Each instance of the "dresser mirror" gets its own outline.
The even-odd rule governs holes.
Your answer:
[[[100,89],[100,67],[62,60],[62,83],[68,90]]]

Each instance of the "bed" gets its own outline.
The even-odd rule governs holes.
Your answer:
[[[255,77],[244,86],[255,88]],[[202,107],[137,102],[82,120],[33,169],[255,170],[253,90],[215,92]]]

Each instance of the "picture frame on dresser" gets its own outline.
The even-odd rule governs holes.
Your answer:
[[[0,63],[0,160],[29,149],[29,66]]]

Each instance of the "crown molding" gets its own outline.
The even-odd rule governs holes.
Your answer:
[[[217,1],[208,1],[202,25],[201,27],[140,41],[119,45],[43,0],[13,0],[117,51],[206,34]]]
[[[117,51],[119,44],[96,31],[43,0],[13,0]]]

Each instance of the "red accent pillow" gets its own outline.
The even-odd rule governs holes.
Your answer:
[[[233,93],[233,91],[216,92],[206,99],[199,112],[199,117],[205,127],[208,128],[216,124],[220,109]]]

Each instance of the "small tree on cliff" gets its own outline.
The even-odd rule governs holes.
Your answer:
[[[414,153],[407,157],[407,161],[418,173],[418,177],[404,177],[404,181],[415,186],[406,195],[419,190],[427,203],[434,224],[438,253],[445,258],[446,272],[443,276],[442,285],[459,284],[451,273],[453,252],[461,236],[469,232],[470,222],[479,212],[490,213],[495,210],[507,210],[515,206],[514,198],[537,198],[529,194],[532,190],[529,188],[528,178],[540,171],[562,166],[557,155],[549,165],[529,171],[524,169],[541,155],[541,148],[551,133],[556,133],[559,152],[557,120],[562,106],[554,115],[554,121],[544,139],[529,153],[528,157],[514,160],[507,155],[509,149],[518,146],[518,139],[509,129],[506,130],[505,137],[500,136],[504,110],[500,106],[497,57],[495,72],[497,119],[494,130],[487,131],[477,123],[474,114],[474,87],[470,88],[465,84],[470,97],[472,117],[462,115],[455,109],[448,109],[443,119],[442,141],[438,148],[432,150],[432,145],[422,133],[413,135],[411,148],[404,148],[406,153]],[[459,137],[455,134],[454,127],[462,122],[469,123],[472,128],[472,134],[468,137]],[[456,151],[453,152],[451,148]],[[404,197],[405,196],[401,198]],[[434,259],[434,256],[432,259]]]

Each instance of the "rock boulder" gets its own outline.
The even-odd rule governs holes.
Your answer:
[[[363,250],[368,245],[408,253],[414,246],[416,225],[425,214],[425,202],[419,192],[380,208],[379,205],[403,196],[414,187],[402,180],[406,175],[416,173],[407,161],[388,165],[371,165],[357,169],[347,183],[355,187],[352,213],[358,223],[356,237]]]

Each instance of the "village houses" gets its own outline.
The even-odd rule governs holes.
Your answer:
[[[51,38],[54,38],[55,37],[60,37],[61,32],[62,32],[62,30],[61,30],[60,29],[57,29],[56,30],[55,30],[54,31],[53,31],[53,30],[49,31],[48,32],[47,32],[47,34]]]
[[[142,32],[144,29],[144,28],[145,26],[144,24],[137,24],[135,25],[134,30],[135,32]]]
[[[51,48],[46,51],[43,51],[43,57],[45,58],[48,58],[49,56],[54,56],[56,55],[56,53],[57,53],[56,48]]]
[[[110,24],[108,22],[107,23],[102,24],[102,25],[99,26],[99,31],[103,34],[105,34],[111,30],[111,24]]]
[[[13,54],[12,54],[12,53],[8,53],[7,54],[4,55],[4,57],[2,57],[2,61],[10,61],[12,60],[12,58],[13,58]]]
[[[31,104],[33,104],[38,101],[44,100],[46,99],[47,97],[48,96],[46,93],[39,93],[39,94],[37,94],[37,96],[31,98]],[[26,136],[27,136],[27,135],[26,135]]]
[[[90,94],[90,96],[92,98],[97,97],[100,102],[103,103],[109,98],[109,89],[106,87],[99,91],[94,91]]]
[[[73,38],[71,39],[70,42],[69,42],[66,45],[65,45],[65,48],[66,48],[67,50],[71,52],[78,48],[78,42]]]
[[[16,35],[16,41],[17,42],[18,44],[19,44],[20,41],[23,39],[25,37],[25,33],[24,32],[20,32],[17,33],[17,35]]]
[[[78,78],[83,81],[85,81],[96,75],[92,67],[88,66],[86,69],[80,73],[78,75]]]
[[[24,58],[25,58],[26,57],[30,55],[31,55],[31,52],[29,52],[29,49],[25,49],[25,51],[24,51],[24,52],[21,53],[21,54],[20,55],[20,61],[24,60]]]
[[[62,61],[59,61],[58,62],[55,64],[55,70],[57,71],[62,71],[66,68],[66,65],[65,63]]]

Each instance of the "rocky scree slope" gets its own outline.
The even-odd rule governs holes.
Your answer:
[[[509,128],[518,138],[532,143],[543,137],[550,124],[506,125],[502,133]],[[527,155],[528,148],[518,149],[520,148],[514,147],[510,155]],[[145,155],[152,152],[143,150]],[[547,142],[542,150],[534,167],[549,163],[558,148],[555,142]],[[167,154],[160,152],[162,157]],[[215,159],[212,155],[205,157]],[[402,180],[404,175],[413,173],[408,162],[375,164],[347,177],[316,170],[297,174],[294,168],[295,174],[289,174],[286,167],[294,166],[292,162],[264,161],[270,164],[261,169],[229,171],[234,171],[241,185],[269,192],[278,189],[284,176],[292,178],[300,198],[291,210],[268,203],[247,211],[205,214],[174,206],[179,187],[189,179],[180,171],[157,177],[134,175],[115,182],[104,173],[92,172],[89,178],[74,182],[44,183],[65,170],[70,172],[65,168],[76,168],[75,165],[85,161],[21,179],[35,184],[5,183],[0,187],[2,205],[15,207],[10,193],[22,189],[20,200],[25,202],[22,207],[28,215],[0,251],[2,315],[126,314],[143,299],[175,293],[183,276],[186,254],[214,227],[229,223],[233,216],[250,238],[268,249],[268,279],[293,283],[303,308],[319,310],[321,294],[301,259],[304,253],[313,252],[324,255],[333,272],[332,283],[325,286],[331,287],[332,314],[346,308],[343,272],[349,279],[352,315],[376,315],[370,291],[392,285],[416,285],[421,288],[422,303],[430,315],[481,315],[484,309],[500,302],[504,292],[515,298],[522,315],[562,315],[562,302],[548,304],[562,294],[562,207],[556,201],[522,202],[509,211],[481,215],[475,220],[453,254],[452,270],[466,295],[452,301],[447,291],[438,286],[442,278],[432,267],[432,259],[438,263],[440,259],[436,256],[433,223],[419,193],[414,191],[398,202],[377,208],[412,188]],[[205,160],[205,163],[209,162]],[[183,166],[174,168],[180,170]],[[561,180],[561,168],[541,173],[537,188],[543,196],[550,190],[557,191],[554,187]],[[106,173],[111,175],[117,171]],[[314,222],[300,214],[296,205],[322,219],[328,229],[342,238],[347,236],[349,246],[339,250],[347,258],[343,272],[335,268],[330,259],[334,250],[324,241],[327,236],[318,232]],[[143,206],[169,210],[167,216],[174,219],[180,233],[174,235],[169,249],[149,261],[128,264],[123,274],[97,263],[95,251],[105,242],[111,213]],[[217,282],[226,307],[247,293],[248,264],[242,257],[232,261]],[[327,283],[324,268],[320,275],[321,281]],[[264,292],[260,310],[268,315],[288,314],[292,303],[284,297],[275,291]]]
=====
• **Directive**
Count the lines in the entries above that contain the string "dresser". Case counts, and the reply should be the number alone.

• **Result**
2